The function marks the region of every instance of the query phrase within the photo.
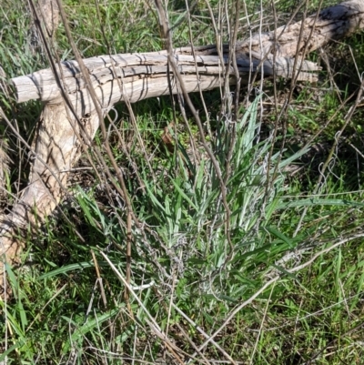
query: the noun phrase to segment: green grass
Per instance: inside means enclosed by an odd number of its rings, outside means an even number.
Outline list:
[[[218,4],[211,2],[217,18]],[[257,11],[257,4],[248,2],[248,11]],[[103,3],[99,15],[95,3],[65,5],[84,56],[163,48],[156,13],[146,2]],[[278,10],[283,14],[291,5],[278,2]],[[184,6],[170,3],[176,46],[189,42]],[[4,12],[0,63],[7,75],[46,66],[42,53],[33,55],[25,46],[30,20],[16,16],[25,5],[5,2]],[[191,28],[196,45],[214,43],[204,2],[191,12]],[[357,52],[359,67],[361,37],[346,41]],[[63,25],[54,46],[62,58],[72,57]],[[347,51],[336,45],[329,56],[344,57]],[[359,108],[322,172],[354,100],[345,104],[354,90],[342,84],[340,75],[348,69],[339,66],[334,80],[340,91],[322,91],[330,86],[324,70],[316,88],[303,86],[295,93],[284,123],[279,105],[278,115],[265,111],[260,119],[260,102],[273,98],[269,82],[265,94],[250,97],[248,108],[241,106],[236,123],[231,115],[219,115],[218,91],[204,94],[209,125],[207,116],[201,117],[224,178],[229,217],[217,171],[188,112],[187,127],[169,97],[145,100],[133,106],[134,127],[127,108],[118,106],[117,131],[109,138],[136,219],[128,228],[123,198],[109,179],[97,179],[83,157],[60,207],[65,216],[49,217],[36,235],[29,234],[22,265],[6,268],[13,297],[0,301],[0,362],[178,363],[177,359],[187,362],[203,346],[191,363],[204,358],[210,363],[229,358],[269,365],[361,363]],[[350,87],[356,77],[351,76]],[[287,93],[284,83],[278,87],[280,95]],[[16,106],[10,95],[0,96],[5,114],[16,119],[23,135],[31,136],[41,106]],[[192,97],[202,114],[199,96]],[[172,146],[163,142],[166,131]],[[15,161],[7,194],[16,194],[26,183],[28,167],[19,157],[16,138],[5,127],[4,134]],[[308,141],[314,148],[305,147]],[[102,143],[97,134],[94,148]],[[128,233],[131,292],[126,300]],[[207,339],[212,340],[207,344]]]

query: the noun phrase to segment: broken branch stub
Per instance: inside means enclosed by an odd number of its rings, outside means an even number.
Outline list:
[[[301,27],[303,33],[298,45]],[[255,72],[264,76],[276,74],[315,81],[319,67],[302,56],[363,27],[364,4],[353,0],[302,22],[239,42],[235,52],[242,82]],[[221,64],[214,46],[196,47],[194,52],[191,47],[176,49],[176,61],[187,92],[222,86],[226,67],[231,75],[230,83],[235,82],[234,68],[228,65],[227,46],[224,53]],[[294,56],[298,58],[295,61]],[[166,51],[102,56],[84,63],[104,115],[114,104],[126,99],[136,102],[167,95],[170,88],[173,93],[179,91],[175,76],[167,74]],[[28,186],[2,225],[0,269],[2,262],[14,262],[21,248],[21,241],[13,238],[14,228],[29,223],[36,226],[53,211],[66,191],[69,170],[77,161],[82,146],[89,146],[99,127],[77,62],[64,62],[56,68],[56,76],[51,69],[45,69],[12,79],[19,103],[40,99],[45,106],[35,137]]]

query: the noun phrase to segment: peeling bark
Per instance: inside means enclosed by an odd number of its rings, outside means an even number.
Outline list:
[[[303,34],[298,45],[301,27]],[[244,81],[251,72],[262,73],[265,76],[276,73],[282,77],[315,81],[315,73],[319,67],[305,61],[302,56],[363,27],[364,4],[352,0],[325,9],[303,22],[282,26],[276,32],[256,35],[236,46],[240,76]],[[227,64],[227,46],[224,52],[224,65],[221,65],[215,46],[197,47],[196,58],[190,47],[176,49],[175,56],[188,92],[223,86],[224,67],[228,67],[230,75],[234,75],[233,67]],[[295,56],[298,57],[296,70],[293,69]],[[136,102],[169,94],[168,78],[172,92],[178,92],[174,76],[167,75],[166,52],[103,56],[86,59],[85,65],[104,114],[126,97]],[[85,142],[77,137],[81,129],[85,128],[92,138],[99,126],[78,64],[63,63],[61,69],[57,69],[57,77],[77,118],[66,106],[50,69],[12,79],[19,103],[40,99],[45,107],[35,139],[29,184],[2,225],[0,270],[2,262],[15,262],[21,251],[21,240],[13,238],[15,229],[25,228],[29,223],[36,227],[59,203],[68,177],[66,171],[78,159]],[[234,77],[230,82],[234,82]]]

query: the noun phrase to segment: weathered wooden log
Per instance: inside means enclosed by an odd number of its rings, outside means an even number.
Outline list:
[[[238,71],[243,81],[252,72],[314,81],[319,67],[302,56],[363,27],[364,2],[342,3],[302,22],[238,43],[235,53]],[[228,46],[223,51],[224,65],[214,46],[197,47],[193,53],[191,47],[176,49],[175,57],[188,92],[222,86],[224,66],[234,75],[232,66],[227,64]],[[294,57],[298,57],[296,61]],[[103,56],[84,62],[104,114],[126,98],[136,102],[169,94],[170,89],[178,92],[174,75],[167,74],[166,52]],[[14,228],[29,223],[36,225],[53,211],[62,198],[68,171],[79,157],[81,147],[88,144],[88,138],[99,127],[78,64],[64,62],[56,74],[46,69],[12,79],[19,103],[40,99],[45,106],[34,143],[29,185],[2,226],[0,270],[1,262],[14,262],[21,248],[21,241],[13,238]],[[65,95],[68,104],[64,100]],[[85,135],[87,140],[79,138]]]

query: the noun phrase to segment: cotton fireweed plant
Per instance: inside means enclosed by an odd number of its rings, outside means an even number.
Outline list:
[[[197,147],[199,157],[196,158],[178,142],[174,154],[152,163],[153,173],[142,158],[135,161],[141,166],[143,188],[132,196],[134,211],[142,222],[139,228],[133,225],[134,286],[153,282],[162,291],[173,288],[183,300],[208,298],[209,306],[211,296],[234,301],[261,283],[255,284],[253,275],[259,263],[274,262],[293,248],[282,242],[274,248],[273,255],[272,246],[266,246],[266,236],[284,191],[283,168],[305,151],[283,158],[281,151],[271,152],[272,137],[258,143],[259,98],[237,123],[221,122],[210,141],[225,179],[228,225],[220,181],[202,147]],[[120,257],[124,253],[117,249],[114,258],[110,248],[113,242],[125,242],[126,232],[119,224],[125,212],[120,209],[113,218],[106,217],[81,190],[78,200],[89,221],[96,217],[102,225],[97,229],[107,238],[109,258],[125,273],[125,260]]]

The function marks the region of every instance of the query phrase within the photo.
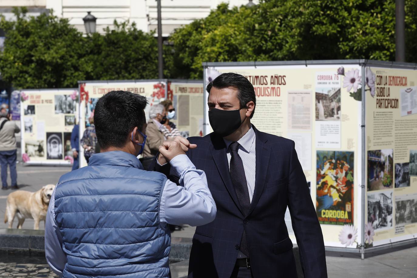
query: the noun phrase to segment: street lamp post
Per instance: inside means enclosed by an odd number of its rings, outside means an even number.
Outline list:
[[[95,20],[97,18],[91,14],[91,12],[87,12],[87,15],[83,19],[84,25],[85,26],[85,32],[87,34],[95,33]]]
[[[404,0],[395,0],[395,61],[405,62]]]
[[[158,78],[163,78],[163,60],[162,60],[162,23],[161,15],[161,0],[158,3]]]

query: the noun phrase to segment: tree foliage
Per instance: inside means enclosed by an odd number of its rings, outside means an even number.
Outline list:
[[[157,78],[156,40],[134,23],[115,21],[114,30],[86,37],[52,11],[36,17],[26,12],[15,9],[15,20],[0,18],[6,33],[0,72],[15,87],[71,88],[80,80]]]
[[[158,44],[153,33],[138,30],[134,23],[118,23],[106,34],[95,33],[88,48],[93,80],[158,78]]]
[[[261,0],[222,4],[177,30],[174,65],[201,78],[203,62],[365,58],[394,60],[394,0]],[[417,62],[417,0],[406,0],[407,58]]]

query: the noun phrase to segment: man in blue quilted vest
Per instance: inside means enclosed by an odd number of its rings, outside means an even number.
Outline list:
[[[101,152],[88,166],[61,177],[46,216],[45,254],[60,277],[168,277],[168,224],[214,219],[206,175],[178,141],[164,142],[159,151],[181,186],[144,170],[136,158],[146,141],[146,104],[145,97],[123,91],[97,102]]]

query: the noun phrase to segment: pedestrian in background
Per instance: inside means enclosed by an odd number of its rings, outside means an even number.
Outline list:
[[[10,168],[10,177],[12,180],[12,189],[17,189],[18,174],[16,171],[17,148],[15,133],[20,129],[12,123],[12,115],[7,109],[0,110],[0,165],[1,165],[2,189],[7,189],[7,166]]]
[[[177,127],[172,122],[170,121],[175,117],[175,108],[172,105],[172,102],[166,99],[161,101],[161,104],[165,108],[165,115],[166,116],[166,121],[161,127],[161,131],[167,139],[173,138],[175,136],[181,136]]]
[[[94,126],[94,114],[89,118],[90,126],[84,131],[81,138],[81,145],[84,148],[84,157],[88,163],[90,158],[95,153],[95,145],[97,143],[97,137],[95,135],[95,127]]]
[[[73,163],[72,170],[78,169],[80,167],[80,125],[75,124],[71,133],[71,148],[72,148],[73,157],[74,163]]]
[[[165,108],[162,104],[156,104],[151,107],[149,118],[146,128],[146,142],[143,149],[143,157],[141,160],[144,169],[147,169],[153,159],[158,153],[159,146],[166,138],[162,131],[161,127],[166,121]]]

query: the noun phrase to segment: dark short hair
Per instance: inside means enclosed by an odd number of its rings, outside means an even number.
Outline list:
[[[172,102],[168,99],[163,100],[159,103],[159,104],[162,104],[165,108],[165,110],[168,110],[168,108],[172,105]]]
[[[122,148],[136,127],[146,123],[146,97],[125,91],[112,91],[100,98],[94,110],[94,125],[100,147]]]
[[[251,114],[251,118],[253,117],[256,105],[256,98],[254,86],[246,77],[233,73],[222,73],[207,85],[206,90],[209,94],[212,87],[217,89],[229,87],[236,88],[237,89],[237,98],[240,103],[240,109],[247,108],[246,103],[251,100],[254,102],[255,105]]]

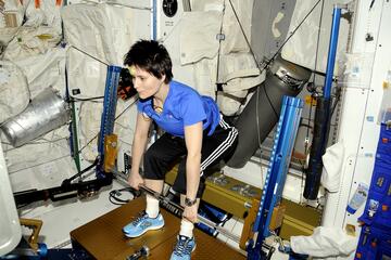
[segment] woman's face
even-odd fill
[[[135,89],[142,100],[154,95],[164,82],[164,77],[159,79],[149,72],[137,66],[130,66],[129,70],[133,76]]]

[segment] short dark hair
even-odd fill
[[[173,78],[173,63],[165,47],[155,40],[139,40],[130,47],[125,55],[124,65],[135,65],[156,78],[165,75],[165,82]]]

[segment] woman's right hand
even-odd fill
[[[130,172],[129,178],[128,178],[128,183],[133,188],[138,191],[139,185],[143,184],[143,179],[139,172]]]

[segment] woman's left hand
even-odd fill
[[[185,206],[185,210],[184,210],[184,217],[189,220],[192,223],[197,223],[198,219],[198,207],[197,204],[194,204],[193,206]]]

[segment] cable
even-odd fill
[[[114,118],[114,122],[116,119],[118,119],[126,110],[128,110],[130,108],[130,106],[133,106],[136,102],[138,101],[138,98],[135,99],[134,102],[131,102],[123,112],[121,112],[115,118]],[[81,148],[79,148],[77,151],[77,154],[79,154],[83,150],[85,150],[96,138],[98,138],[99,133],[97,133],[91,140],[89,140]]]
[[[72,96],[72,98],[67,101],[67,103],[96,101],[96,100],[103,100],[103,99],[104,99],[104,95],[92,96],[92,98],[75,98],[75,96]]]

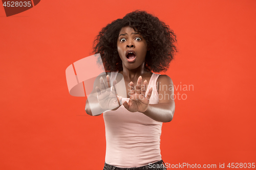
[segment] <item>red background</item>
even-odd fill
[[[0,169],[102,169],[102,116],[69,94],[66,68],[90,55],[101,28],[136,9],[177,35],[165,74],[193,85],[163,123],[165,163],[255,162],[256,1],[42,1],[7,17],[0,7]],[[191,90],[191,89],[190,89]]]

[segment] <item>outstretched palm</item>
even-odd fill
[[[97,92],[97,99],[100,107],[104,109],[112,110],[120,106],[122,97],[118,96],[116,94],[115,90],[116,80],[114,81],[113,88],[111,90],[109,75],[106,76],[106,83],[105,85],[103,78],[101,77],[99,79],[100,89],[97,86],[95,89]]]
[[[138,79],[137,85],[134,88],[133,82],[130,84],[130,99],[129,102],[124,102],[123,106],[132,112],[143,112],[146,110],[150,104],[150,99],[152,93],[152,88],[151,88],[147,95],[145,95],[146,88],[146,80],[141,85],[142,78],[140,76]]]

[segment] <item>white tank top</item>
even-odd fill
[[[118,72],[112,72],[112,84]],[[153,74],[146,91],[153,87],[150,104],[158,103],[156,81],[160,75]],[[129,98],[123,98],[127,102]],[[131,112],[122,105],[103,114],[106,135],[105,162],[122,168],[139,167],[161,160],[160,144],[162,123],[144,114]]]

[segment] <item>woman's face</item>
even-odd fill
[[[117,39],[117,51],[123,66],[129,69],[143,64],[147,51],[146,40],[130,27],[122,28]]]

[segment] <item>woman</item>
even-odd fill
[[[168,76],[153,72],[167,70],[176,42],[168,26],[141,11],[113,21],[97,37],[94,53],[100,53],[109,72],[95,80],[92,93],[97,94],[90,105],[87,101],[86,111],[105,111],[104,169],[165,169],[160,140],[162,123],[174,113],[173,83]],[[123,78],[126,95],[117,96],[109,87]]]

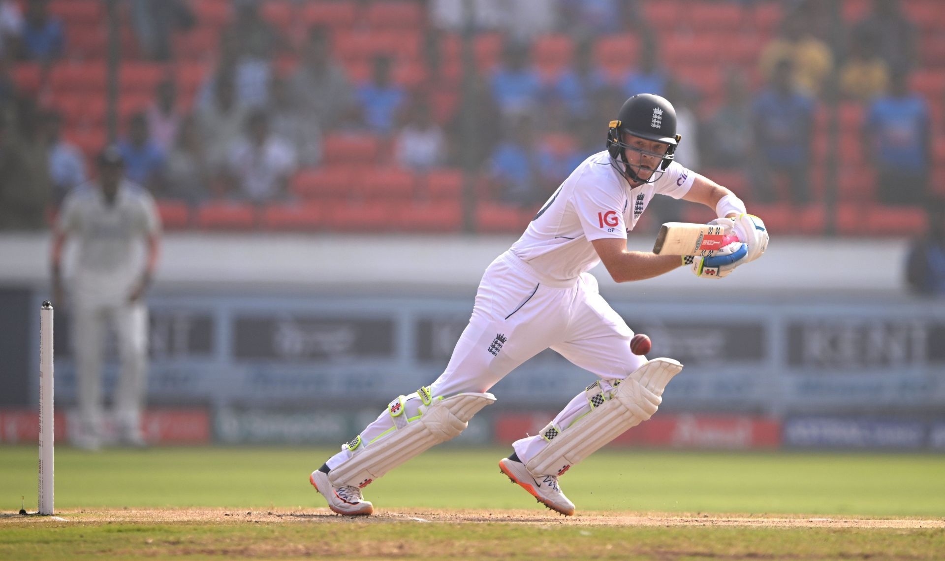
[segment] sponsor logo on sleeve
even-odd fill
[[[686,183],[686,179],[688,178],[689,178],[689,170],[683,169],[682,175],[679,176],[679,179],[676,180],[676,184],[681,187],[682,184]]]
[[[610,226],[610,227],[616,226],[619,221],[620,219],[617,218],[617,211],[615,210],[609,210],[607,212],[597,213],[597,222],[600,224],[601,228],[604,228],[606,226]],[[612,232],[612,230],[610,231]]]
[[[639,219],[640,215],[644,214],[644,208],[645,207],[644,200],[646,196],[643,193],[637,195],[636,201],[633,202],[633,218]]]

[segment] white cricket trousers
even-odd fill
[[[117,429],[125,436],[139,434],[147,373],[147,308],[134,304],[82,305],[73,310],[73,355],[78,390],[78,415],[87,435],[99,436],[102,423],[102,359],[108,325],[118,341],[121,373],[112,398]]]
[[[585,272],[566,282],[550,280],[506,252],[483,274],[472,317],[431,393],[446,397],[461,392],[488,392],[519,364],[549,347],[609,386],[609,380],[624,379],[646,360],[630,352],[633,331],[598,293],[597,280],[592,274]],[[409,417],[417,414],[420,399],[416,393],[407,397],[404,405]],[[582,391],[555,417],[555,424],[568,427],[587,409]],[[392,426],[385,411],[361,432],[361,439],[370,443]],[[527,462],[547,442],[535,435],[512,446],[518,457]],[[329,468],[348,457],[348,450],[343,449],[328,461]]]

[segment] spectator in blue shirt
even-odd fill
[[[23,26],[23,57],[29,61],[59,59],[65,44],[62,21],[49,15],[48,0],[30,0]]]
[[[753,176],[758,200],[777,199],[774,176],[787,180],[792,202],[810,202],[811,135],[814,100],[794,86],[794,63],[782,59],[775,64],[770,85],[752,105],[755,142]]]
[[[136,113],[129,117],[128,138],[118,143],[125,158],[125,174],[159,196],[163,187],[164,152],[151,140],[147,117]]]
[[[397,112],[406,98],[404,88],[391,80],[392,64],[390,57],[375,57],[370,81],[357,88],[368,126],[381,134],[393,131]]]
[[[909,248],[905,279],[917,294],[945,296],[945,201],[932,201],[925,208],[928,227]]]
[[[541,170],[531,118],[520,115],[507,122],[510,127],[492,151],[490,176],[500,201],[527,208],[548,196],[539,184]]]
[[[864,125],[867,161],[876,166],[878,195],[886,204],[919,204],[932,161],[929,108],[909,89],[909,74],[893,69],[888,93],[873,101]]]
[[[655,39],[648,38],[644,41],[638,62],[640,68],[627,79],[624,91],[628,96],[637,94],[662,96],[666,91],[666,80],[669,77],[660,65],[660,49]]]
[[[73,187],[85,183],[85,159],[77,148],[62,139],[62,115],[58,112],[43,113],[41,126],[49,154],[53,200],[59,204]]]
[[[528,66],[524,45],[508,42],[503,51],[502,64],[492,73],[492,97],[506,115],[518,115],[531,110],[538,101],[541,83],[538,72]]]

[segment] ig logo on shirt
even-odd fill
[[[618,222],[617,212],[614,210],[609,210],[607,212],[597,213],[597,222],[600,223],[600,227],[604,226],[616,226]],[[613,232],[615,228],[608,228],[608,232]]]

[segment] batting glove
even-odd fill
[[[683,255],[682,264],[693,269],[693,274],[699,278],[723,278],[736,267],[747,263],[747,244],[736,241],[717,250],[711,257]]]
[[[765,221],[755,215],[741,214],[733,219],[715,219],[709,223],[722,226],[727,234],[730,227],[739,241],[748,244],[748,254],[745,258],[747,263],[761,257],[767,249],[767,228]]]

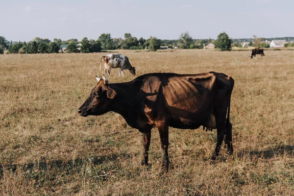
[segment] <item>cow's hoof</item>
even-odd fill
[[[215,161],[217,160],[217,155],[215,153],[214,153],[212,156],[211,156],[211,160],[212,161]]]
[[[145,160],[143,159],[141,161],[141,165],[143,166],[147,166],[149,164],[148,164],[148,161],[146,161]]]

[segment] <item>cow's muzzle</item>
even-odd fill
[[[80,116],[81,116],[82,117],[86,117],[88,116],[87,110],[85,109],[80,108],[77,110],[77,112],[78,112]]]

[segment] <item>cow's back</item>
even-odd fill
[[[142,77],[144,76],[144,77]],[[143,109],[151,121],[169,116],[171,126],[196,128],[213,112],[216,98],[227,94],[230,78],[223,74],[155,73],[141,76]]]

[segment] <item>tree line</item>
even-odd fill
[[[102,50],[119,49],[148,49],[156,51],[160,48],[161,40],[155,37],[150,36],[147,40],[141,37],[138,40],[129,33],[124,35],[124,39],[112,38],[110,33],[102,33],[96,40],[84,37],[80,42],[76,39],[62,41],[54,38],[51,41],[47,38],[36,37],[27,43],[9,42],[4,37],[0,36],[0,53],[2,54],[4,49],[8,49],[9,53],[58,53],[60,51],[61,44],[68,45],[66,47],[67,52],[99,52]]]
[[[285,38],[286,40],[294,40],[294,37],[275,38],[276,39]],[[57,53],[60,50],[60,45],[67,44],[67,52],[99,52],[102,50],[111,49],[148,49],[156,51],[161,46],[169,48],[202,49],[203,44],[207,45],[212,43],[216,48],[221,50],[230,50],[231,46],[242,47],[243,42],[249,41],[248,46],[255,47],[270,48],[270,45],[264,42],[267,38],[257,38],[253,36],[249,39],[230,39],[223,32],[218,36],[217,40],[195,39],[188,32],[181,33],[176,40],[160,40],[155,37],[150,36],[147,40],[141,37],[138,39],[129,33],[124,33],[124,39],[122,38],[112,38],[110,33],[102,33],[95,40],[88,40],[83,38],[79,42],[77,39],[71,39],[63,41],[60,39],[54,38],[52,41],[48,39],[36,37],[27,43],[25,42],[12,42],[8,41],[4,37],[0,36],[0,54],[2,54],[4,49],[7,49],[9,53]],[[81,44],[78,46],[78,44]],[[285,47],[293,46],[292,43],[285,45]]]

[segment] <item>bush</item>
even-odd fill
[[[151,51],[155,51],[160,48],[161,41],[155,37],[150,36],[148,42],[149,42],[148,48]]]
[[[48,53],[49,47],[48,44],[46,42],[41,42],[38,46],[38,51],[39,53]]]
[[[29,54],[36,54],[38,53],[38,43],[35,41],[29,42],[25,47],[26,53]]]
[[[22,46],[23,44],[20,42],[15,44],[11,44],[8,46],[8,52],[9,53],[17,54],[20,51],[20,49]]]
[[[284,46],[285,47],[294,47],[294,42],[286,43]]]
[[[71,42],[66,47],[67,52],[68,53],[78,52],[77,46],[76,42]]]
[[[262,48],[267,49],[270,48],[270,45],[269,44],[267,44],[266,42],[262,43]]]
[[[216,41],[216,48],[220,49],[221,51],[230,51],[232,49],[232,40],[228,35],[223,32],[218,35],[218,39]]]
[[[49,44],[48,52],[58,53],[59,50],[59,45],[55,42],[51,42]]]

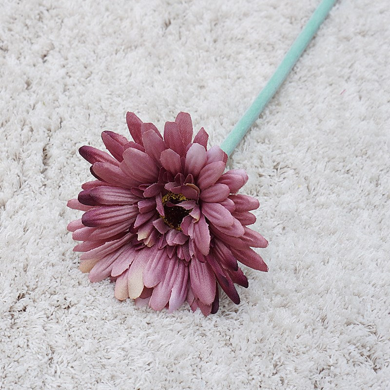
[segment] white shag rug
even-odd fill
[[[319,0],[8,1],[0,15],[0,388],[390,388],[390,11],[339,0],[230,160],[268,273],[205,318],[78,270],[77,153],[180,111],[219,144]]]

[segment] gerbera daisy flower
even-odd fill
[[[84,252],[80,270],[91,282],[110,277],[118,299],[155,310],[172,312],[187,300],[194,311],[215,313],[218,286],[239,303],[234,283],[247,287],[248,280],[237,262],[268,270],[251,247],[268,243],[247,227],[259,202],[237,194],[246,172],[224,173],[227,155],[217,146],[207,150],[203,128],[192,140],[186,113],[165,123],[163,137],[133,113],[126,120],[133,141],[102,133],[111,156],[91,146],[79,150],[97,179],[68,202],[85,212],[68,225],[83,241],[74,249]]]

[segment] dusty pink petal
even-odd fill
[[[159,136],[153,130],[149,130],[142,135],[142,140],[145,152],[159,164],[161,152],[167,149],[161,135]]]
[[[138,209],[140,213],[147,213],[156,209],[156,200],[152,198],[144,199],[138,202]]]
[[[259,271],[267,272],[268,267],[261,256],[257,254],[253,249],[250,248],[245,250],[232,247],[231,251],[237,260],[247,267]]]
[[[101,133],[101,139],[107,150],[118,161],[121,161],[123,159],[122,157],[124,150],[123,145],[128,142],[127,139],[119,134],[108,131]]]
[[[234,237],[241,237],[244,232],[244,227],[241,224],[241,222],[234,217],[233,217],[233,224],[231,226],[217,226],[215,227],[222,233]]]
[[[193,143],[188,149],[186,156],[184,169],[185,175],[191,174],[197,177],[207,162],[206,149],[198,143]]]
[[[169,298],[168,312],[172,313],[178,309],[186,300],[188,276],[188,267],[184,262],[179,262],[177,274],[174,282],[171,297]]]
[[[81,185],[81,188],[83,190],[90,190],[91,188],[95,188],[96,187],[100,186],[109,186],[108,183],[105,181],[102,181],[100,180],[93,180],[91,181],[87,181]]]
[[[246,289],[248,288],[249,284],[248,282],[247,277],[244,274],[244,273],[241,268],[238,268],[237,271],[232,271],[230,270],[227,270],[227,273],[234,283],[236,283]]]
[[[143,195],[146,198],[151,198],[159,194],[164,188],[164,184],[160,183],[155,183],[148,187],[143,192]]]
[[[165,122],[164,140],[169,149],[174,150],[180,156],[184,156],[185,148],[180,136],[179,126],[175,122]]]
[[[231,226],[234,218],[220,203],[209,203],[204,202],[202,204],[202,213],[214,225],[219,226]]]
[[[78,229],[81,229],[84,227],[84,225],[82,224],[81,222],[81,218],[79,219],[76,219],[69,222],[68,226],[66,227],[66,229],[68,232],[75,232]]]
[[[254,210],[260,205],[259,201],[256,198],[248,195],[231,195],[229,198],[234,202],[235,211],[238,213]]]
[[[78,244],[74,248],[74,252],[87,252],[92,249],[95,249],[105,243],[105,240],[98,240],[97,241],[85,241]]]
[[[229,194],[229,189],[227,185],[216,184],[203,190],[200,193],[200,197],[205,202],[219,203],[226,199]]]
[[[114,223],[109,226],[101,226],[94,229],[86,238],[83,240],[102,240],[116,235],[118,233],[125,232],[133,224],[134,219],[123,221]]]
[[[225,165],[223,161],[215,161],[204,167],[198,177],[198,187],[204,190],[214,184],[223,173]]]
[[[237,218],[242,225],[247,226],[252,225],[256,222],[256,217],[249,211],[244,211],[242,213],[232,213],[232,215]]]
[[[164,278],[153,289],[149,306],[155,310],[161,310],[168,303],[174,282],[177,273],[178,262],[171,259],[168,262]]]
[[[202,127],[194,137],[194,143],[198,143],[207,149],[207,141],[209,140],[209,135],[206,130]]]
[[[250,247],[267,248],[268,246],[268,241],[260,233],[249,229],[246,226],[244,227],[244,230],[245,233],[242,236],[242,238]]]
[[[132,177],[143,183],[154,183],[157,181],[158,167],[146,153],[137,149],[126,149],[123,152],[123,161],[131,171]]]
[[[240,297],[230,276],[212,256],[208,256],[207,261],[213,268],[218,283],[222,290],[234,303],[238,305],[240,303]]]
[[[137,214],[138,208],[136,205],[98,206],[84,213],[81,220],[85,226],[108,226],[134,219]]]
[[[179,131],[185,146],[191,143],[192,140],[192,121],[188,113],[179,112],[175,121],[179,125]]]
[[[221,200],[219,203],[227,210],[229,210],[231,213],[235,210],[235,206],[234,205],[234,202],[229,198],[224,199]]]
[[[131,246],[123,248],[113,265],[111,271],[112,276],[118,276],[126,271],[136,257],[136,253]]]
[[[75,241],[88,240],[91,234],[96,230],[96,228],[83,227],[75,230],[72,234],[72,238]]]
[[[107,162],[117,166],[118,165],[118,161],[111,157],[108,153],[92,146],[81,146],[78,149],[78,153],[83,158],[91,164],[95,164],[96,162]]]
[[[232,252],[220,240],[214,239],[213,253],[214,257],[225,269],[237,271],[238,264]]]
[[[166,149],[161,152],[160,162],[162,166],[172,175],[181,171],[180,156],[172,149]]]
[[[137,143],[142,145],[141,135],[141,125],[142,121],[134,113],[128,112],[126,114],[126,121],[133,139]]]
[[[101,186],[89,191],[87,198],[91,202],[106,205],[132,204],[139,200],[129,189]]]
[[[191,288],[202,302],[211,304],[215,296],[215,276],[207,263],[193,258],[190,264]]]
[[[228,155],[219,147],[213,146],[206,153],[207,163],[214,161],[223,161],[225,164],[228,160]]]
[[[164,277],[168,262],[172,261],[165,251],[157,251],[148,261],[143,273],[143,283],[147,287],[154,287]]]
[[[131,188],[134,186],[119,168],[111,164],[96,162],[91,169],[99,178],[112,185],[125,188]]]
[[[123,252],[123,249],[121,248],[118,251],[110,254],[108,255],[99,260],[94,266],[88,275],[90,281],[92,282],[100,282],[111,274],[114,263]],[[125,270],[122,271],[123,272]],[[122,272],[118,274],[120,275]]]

* * * * * * * * *

EXERCISE REQUIREMENTS:
Find every line in the items above that contains the word "blue", and copy each one. Case counts.

FINAL RESULT:
query: the noun phrase to segment: man in blue quilted vest
[segment] spectator in blue shirt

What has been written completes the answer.